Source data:

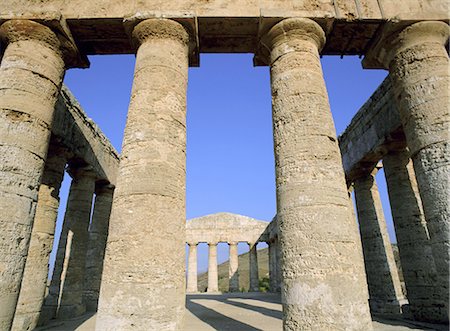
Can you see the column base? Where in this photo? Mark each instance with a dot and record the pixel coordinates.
(71, 311)
(386, 307)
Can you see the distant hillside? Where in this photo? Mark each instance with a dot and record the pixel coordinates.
(263, 264)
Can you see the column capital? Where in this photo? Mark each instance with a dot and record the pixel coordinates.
(54, 33)
(141, 26)
(159, 28)
(104, 188)
(394, 39)
(76, 171)
(289, 35)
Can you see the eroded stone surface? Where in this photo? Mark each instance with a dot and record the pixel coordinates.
(322, 271)
(31, 73)
(419, 270)
(143, 281)
(34, 280)
(385, 293)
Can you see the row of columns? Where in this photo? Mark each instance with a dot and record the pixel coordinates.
(323, 281)
(417, 176)
(233, 274)
(425, 297)
(77, 271)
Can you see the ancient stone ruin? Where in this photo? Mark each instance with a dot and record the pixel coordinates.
(331, 276)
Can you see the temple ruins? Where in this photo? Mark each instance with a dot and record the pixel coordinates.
(126, 261)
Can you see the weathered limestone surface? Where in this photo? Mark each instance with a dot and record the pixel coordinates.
(226, 227)
(382, 276)
(192, 284)
(233, 268)
(375, 128)
(34, 280)
(323, 283)
(143, 282)
(83, 138)
(413, 240)
(227, 25)
(98, 234)
(273, 266)
(213, 280)
(418, 64)
(78, 216)
(31, 72)
(253, 268)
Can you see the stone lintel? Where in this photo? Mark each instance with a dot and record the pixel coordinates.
(268, 20)
(73, 58)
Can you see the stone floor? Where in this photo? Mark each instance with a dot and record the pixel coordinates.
(235, 312)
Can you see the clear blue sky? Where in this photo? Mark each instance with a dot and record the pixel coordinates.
(230, 163)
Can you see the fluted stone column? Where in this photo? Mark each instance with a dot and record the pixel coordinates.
(413, 240)
(78, 217)
(213, 277)
(323, 275)
(192, 285)
(233, 272)
(98, 234)
(31, 72)
(253, 268)
(418, 65)
(34, 280)
(382, 275)
(143, 283)
(272, 265)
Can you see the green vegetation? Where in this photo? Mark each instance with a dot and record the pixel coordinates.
(263, 264)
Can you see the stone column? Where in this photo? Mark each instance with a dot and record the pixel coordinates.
(78, 217)
(253, 268)
(323, 275)
(233, 272)
(31, 72)
(143, 284)
(34, 282)
(78, 210)
(213, 285)
(413, 240)
(418, 65)
(272, 265)
(192, 286)
(278, 264)
(382, 275)
(98, 234)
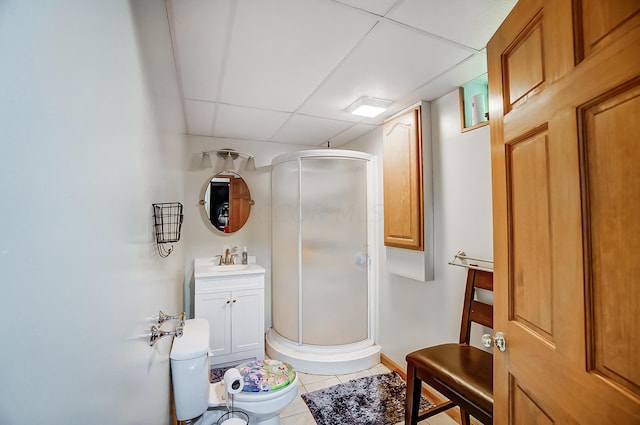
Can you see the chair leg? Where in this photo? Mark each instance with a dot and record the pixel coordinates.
(412, 397)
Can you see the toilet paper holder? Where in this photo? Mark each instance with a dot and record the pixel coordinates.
(156, 333)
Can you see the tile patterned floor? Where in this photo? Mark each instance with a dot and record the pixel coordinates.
(297, 412)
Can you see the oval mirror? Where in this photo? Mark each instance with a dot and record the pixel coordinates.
(226, 202)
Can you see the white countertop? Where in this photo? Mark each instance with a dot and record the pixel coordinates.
(208, 267)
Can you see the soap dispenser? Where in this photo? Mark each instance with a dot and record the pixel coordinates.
(245, 255)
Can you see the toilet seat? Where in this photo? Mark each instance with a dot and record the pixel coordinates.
(266, 375)
(278, 379)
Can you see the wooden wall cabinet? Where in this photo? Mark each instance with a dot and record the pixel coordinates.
(402, 181)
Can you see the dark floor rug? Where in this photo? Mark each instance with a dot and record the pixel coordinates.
(373, 400)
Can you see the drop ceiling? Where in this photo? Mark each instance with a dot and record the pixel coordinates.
(285, 71)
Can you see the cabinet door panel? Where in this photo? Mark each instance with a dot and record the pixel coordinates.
(247, 315)
(216, 308)
(402, 175)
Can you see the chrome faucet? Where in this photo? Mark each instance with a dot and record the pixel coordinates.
(230, 255)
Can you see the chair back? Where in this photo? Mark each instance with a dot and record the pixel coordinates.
(473, 310)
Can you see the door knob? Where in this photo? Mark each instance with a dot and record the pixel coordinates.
(497, 340)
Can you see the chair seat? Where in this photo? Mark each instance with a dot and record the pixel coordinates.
(464, 369)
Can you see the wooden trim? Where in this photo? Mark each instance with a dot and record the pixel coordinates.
(427, 391)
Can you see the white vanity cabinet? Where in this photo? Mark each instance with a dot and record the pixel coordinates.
(231, 298)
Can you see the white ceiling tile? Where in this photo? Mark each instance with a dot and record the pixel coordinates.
(391, 62)
(312, 131)
(350, 134)
(200, 117)
(471, 23)
(248, 123)
(282, 49)
(379, 7)
(200, 28)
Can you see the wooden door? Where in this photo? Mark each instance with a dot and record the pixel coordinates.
(564, 83)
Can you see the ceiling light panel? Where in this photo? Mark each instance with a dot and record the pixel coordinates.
(390, 63)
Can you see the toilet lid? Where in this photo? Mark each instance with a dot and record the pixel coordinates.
(266, 375)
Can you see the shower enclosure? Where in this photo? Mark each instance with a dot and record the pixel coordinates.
(323, 291)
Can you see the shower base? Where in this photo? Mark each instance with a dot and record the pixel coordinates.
(323, 360)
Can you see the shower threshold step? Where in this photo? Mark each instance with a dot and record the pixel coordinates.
(321, 360)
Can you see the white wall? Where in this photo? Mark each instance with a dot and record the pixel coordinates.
(82, 161)
(414, 314)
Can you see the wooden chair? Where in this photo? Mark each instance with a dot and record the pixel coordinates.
(460, 372)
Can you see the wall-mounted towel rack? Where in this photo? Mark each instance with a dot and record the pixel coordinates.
(461, 258)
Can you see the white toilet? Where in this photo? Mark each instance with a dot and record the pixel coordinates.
(269, 385)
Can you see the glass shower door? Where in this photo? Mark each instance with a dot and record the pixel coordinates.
(334, 251)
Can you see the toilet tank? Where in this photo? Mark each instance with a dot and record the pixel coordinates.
(190, 369)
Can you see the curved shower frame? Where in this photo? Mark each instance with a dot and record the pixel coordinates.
(340, 358)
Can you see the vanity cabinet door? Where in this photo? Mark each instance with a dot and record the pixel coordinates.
(216, 308)
(247, 320)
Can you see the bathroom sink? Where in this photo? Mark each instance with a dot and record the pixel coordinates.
(230, 267)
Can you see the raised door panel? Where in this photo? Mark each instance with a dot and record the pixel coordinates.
(602, 22)
(247, 320)
(612, 232)
(402, 174)
(216, 308)
(565, 195)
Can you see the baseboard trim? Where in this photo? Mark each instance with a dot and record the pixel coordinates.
(427, 391)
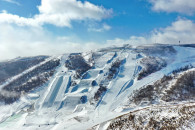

> Set problem
Locate each line above that contains the word "panel", and copy every one of those lines in full.

> Solution to this problem
Can you see the cabinet door panel? Where in this photo? Mark each instance with a dot and record the pixel coordinates.
Can you see the ceiling light panel? Where in this photo? Mark each instance with a dot and record the pixel coordinates.
Can you see the raised door panel? Where in this photo? Mark each instance with a dot and record the pixel coordinates.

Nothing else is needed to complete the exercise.